◆ **YOUR OBJECTIVE**: Without including any images, set down the records below exactly.

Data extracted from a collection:
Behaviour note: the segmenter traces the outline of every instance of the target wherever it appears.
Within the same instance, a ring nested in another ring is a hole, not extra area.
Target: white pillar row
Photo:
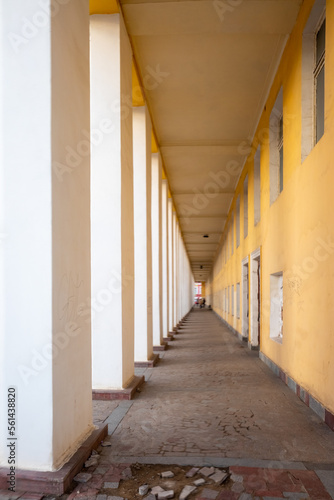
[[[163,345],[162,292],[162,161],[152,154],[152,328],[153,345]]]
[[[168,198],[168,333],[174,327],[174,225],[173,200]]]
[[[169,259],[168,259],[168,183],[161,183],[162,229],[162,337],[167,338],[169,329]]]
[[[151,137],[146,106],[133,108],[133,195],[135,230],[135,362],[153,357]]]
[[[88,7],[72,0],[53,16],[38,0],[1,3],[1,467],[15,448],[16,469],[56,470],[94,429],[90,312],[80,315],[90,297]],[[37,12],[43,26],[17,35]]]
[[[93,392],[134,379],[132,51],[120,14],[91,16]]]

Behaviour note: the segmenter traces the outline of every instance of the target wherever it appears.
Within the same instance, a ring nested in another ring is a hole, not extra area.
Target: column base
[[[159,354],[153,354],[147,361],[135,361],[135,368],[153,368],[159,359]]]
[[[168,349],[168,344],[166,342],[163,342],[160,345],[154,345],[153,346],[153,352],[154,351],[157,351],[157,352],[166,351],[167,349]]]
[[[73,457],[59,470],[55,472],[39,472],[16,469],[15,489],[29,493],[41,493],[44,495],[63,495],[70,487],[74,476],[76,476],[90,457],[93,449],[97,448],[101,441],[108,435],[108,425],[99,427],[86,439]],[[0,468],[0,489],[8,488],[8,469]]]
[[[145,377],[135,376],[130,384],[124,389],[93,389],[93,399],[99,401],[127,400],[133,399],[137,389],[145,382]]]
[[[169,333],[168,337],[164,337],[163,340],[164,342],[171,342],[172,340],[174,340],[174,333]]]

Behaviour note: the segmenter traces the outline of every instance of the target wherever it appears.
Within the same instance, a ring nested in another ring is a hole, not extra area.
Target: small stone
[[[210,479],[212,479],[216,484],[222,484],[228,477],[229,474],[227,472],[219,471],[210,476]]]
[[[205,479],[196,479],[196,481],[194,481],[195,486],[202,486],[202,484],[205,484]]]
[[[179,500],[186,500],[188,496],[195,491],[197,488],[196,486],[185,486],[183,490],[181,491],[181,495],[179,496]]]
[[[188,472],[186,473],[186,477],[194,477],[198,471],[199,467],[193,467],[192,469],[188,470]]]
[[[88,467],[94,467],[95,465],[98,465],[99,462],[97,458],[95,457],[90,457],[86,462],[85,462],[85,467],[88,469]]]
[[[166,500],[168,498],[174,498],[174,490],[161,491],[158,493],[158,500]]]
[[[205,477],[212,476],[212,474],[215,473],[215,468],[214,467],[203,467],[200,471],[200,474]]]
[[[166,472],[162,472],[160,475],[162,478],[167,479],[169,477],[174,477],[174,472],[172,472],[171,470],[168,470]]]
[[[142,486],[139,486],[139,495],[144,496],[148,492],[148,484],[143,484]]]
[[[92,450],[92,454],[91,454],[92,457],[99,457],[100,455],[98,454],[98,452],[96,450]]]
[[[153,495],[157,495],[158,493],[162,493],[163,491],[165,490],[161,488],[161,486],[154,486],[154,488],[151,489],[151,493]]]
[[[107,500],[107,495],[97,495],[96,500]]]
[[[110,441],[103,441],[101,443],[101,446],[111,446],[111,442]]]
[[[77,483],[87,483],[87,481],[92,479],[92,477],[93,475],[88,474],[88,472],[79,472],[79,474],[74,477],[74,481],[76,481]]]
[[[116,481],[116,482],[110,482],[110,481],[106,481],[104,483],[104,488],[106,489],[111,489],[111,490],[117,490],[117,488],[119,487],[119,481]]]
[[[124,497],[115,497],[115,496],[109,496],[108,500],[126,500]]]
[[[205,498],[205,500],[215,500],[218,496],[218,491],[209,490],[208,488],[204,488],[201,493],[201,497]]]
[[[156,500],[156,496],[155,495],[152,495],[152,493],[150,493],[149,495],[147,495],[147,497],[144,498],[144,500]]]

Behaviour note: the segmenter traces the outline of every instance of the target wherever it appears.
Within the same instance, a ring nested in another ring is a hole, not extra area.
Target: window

◆ **RESPONSE AREA**:
Behaviour note: the segmenter traces the outline of every instance of the target wherever it appears.
Within the same instance, a ring nested in another ring is a hole, not extra area.
Target: white pillar row
Photo:
[[[163,345],[162,292],[162,161],[152,154],[152,328],[153,345]]]
[[[168,198],[168,333],[174,327],[174,225],[173,200]]]
[[[169,259],[168,259],[168,183],[161,183],[162,229],[162,337],[167,338],[169,329]]]
[[[151,137],[146,106],[133,108],[133,195],[135,230],[135,362],[153,357]]]
[[[88,7],[72,0],[53,16],[38,0],[1,3],[1,467],[15,448],[16,469],[56,470],[94,429],[90,312],[80,315],[90,297]],[[37,12],[43,26],[17,35]]]
[[[93,392],[134,379],[132,51],[120,14],[91,16]]]

Behaviour note: the segmenter traces the outline of every instance of the target wherever it appears.
Within the same instance, a ring nested in another ring is a hole, not extra area.
Target: column base
[[[159,354],[153,354],[147,361],[135,361],[135,368],[153,368],[159,359]]]
[[[168,349],[168,344],[166,342],[163,342],[160,345],[154,345],[153,346],[153,352],[154,351],[157,351],[157,352],[166,351],[167,349]]]
[[[73,457],[59,470],[55,472],[39,472],[16,469],[15,489],[29,493],[41,493],[44,495],[63,495],[70,487],[74,476],[76,476],[90,457],[93,449],[97,448],[101,441],[108,435],[108,425],[99,427],[86,439]],[[0,468],[0,489],[8,488],[8,469]]]
[[[145,377],[135,376],[130,384],[124,389],[93,389],[93,399],[99,401],[127,400],[133,399],[137,389],[145,382]]]
[[[169,333],[168,337],[164,337],[163,340],[164,342],[171,342],[172,340],[174,340],[174,333]]]

Behaviour note: the segmenter traces the outline of every instance of the target wherever it appears.
Within the same instance, a ring nested in another ring is a hole, not extra area.
Target: small stone
[[[210,479],[212,479],[216,484],[222,484],[228,477],[229,474],[227,472],[219,471],[210,476]]]
[[[205,479],[196,479],[196,481],[194,481],[195,486],[202,486],[202,484],[205,484]]]
[[[179,500],[186,500],[188,496],[195,491],[197,488],[196,486],[185,486],[183,490],[181,491],[181,495],[179,496]]]
[[[188,472],[186,473],[186,477],[194,477],[198,471],[199,467],[193,467],[192,469],[188,470]]]
[[[88,467],[94,467],[95,465],[98,465],[99,462],[97,458],[95,457],[90,457],[86,462],[85,462],[85,467],[88,469]]]
[[[166,500],[168,498],[174,498],[174,490],[161,491],[158,493],[158,500]]]
[[[205,477],[212,476],[212,474],[215,473],[215,468],[214,467],[203,467],[200,471],[200,474]]]
[[[166,472],[162,472],[160,475],[162,478],[167,479],[169,477],[174,477],[174,472],[172,472],[171,470],[168,470]]]
[[[142,486],[139,486],[139,495],[144,496],[148,492],[148,484],[143,484]]]
[[[92,450],[92,454],[91,454],[92,457],[99,457],[100,455],[98,454],[98,452],[96,450]]]
[[[153,495],[157,495],[158,493],[162,493],[163,491],[165,490],[161,488],[161,486],[154,486],[154,488],[151,489],[151,493]]]
[[[107,500],[107,495],[97,495],[96,500]]]
[[[110,441],[103,441],[101,443],[101,446],[111,446],[111,442]]]
[[[77,483],[87,483],[87,481],[92,479],[92,477],[93,475],[88,474],[88,472],[79,472],[79,474],[74,477],[74,481],[76,481]]]
[[[116,481],[116,482],[110,482],[110,481],[106,481],[104,483],[104,488],[106,489],[111,489],[111,490],[117,490],[117,488],[119,487],[119,481]]]
[[[124,497],[115,497],[115,496],[109,496],[108,500],[126,500]]]
[[[205,498],[205,500],[215,500],[218,496],[218,491],[209,490],[208,488],[204,488],[201,493],[201,497]]]
[[[156,500],[156,496],[155,495],[152,495],[152,493],[150,493],[149,495],[147,495],[147,497],[144,498],[144,500]]]

Behaviour note: the segmenter traces the outline of every instance of the target wherever it appears.
Within the same instance, a ring nested in another ring is a hole, not extra area.
Target: window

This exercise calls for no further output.